EXERCISE 1:
Change the record that follows the report excerpt by replacing "bounding box" with "rectangle", and keep every other part of it the same.

PAGE:
★ ★ ★ ★ ★ ★ ★

The average increase in the salaries of employees excluding Managerial Personnel during Financial Year 2022-23 was 13.64%. The average increase in the salaries of Managerial Personnel during Financial Year 2022-23 was 24.05%.

v. The key parameters for any variable component of remuneration availed by the Directors:

There is no variable component of remuneration availed by or paid to directors during the year.

vi. Affirmation that the remuneration is as per the remuneration policy of the Company:

The Company affirms remuneration is as per remuneration policy of the Company.

Further, the details required under section 134 (3) (q) of the Companies Act, 2013 read with Rule 5(2) & 5(3) of the Companies (Appointment and Remuneration of Managerial Personnel) Rules, 2014 is given as Annexure II to this report.

19. REPORTING OF FRAUDS

There have been no instances of fraud reported by the Statutory Auditors under Section 143 (12) of the Act and Rules framed thereunder, either to the Company or to the Central Government.

20. MATERIAL CHANGES AND COMMITMENTS

There are no material changes and commitment affecting financial position of the Company which has occurred between the end of the financial year of the Company i.e. 31st March, 2023 and the date of this Report.

21. ANNUAL RETURN

Pursuant to Section 92(3) read with Section 134(3) (a) of the Act, the Annual Return as on 31st March, 2023 is available on the Companys website i.e. www.bharatwireropes.com

22. CORPORATE GOVERNANCE

Company has consciously adhered to the best standards of corporate governance long before they were legally mandated. The Company has devised proper systems to ensure compliance with all the applicable provisions and that such systems are adequate and operating effectively. Pursuant to Regulation 34(3) read with Schedule V of the SEBI Listing Regulations, a separate section on Corporate Governance practices followed by the Company, together with a Certificate from Practicing Company Secretary confirming compliance, forms an integral part of this Report. A declaration with respect to the compliance with the Code of Conduct duly signed by the Chief Executive Officer of the Company also forms part of this Report.

23. MANAGEMENT DISCUSSION AND ANALYSIS REPORT

Management Discussion and Analysis Report as stipulated under the Regulation 34(2)(e) of the SEBI Listing Regulations and the same is presented in a separate section forming part of this Annual Report. It provides details about the overall industry structure, global and domestic economic scenarios, developments in business operations / performance of the Companys various businesses, internal controls and their adequacy, risk management systems, human resources and other material developments during the financial year 2022-23.

24. BUSINESS RESPONSIBILITY & SUSTAINABILITY REPORT (BRSR)

In accordance with Regulation 34(2)(f) of the SEBI Listing Regulations, Business Responsibility and Sustainability Report ("BRSR") covering disclosures on Companys performance on ESG (Environment, Social and Governance) parameters for FY 2022-23, is provided as a separate section forming part of the Boards Report.

★ ★ ★ ★ ★ ★ ★

RECORDS FOR PROCESSING:
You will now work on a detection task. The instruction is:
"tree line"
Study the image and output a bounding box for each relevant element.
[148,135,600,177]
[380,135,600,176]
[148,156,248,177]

★ ★ ★ ★ ★ ★ ★

EXERCISE 2:
Based on the report excerpt, answer yes or no to whether each statement agrees with it, and quote the deciding words. (a) Managerial Personnel received an average salary increase of 24.05% in Financial Year 2022-23. (b) The Statutory Auditors reported one instance of fraud to the Central Government. (c) The declaration on compliance with the Code of Conduct was signed by the Chief Financial Officer.

SOLUTION 1:
You will now work on a detection task. The instruction is:
"tree line"
Study the image and output a rectangle for each relevant element.
[148,135,600,177]
[380,135,600,176]
[148,156,248,177]

SOLUTION 2:
(a) Yes: "The average increase in the salaries of Managerial Personnel during Financial Year 2022-23 was 24.05%."
(b) No: "There have been no instances of fraud reported by the Statutory Auditors under Section 143 (12) of the Act and Rules framed thereunder, either to the Company or to the Central Government."
(c) No: "duly signed by the Chief Executive Officer of the Company"